## 提示文
____

彼らは親元から離れて、あるいは引き離されて異国の地へ渡ってきたいわゆる社会的孤児である。移民が抱える問題はどこの国でも見られるものだが、様々な制約の中で彼らは理不尽な暮らしを強いられている。いくら真面目に働こうとしてもそれを許さない社会的事情。そのあたりのことが本作のロキタの置かれている状況から伺える。
トリはロキタとはまた違った出自を持っているため、ロキタほどの悲惨さはないものの、今のような暮らしをしていればいずれは裏社会にその身を落としてしまうことになるだろう。
映画を観ながら、彼女たちに誰か救いの手を伸ばせないものか…と思ってしまった。
監督、脚本はベルギーの巨匠ダルデンヌ兄弟。
彼らはよく子供を主人公にした作品を作っている。例えば、「ロゼッタ」(1999ベルギー仏)や
「少年と自転車」(2011ベルギー仏伊)は、いずれも主人公の少年少女が人生の泥沼に陥っていくドラマだった。本作のロキタとトリも然り。周囲の大人たちに、ある種食い物にされながら絶望的な末路を辿っていく。
また、移民問題もダルデンヌ兄弟の過去作には多く登場するテーマである。「イゴールの約束」(1996ベルギー仏ルクセンブルグ)、
「ロルナの祈り」(2008ベルギー仏伊)、
「午後8時の訪問者」(2016ベルギー仏)は、いずれもそのあたりに焦点を当てた作品である。
今回はこうした彼らの作家性がよく表れており、ある意味で集大成的な作品になっているような気がする。

____

## 課題
A) 映画評について、次の問いに答えよ。
(i) 本作の監督と脚本を務めたのは誰か。
(ii) 「少年と自転車」は何年の作品か。
(iii) 筆者は映画を観ながら、ロキタたちについてどう思ったか。
B) 映画評で題名が挙げられているダルデンヌ兄弟の過去作を、すべて書き出せ。
C) 映画評の最後の文の後に続く文章を書け。
記録はこの映画評とは関係がない。

## 記録
____

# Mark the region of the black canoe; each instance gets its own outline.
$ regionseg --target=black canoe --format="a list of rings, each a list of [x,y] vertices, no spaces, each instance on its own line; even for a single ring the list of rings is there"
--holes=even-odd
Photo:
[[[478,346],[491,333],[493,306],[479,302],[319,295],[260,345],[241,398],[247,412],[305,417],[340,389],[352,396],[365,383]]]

____

## 解答
A)
(i) ベルギーの巨匠ダルデンヌ兄弟
(ii) 2011年
(iii) 彼女たちに誰か救いの手を伸ばせないものかと思った。

B) 「ロゼッタ」、「少年と自転車」、「イゴールの約束」、「ロルナの祈り」、「午後8時の訪問者」

C)
演出は手持ちカメラ主体のドキュメンタリータッチが徹底されており、BGMも一切なし。極限まで削ぎ落された簡潔な語り口が緊張感を上手く醸造している。相変わらず見事な手腕で、デビュー時から一貫したジャーナリスティックな視点も健在で揺らぎがない。
ただ、今回は存外ストレートな作劇になっており、やや物足りないという感想も持った。養護施設を含めた周囲の大人たちとの関わり合いをもっと見てみたかったし、ロキタはともかくトリのバックボーンが薄みでキャラクターとしての魅力が今一つ伝わってこなかったのも残念である。今回はどちらかと言うと犯罪絡みに主点を置いた作りになっており、サスペンスとして観れば確かに面白く観れるのだが、従来のダルデンヌ作品のような深みは余り感じられなかった。
尚、ラストのオチに関しては賛否あるかもしれない。確かにダルデンヌ作品は容易にハッピーエンドを迎えない傾向にあるが、今回はこれまで以上にシビアな結末となっている。それだけダルデンヌ兄弟の社会に対する憤りが強かったということなのかもしれない。